§ Фрагмент страницы
————
Жозе Сарамаго (полное имя Жозе де Соуза Сарамаго, Jose de Sousa Saramago) родился 16 ноября 1922 года в поселке Азиньязи в провинции Рибатежу, в ста километрах от Лиссабона (Португалия), в семье безземельного крестьянина.
С записью фамилии будущего писателя произошла ошибка: фамилия отца – де Соуза, а Сарамаго (название съедобного травянистого растения – пищи бедняков) было его прозвищем. И именно прозвище отца значится в свидетельстве о рождении Жозе как фамилия.
Через два года семья переехала в Лиссабон, отец стал работать полицейским.
Окончив начальную школу, Сарамаго продолжил обучение в грамматическом колледже (высшей школе), но затем из-за отсутствия средств ему пришлось перейти в техникум, в 1939 году он получил специальность автослесаря, работал в гражданском госпитале Лиссабона.
По ночам он посещал публичную библиотеку, читал всё, что могло его заинтересовать.
Работал в административной службе госпиталя, затем несколько раз сменял место работы.
В 1947 году Жозе Сарамаго опубликовал своё первое произведение, роман «Земля греха» (первое название «Вдова»). Следующим стал роман «Верхний свет» (эта книга не публиковалась, поскольку Сарамаго сначала отказался от неё, а через 40 лет наложил запрет на её публикацию).
С 1950 года Сарамаго – работник страховой компании. В 1959 году ему удалось устроиться в издательскую компанию «Estudos Cor» внештатным сотрудником. С этого момента он не только писал, но и занимался переводами. Переводил на португальский французов – прозаиков Ги де Мопассана, Габриель Сидони Колетт, Жана Кассу, поэта Шарля Бодлера, философа Этьена Баллибара, шведа Пера Лагерквиста, а также Льва Толстого.
Первый поэтический сборник Сарамаго «Возможные стихи» вышел в 1966 году, второй в 1970, названный «Быть может, это радость».
В 1967–1968 годы Сарамаго занимался литературной критикой, писал статьи для журнала «Seara Nova».
С 1969 года Сарамаго – член Португальской коммунистической партии (нелегальной). В 1971 году он стал политическим обозревателем и главой отдела культуры вечерней газеты «Diario di Lisboa».
Почти 20 лет Сарамаго ничего не писал, вернулся к творчеству после Революции красных гвоздик, бескровного военного переворота 1974 года, ознаменовавшего конец диктаторского режима в Португалии.
С 1975 года Жозе Сарамаго – заместитель главного редактора газеты «Diario de Noticias» («Ежедневные новости»).
————
Извлечённые записи:
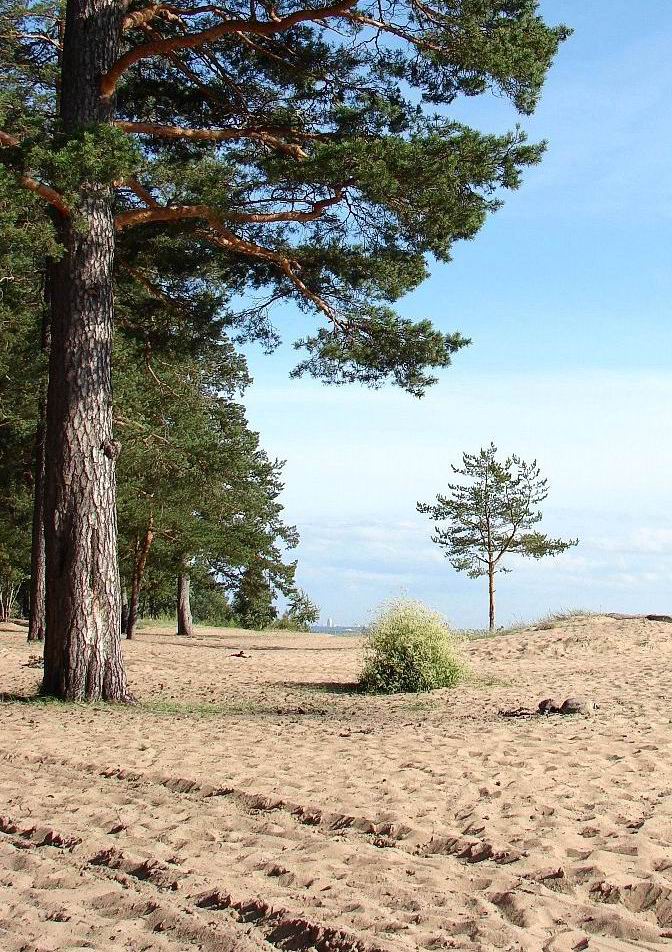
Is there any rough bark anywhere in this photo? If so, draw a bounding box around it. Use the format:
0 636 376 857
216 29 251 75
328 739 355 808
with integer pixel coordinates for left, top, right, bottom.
177 571 194 638
488 566 495 631
28 308 50 641
126 522 154 638
43 0 130 701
————
§ Задания
1. Перепечатайте из биографии Жозе Сарамаго всё, начиная с «Через два года» и вплоть до «сменял место работы.», без единого изменения.
2. Как могла бы продолжаться биография Жозе Сарамаго? Допишите её, начав сразу после последнего приведённого предложения.

§ Ответы к заданиям
1.
Через два года семья переехала в Лиссабон, отец стал работать полицейским.
Окончив начальную школу, Сарамаго продолжил обучение в грамматическом колледже (высшей школе), но затем из-за отсутствия средств ему пришлось перейти в техникум, в 1939 году он получил специальность автослесаря, работал в гражданском госпитале Лиссабона.
По ночам он посещал публичную библиотеку, читал всё, что могло его заинтересовать.
Работал в административной службе госпиталя, затем несколько раз сменял место работы.

2.
В 1976 году он был уволен из газеты по политическим мотивам, целиком посвятил себя литературному творчеству. Через год увидело свет новое произведение Сарамаго – «Руководство (Учебник) по рисованию (живописи) и каллиграфии».
В 1978 году вышел сборник рассказов «Квазиобъект», в 1979 году появились пьесы «Ночь» и «Что я буду делать с этой книгой?».
Затем последовал роман «Поднявшиеся с земли» (1980), в котором наиболее ярко проявился уникальный авторский стиль писателя. Всемирную известность писателю принес роман «Воспоминания о монастыре» (1982), положивший начало многолетнему конфликту писателя и Ватикана.
Известно, что знаменитый кинорежиссёр Федерико Феллини считал «Воспоминания о монастыре» одной из самых интересных книг современной литературы, хотел её экранизировать, но не успел.
Следом вышли романы Сарамаго «Год смерти Риккардо Рейса» (1984), сатирическая антиутопия «Каменный плот» (1986), «История осады Лиссабона» (1989).
В 1991 году появился роман Сарамаго «Евангелие от Иисуса» (1991), снискавший скандальную славу: его исключили из списка произведений, принимавших участие в литературном конкурсе Европейского Союза. Причина – оскорбительное содержание для католиков, поскольку Сарамаго интерпретировал канонические для церкви события Нового Завета весьма вольно. Иисус у писателя противопоставлен ветхозаветному Яхве, он вкладывает в его уста земную, человеческую правду, догмат о Троице таким образом разрушен.
В результате этого конфликта писатель покинул Португалию и перебрался на остров Лансароте (Канарские острова, Испания).
В своём первом интервью российской прессе 2007 года Сарамаго так прокомментировал ситуацию с романом «Евангелие от Иисуса»: «Да, разгоревшаяся десяток лет тому назад полемика вокруг книги всё еще жива. Католики считают книгу ужасной. Но, заметьте, умные католики одобрили роман. Он им понравился. Многие из них писали и звонили мне, чтобы высказать своё одобрение.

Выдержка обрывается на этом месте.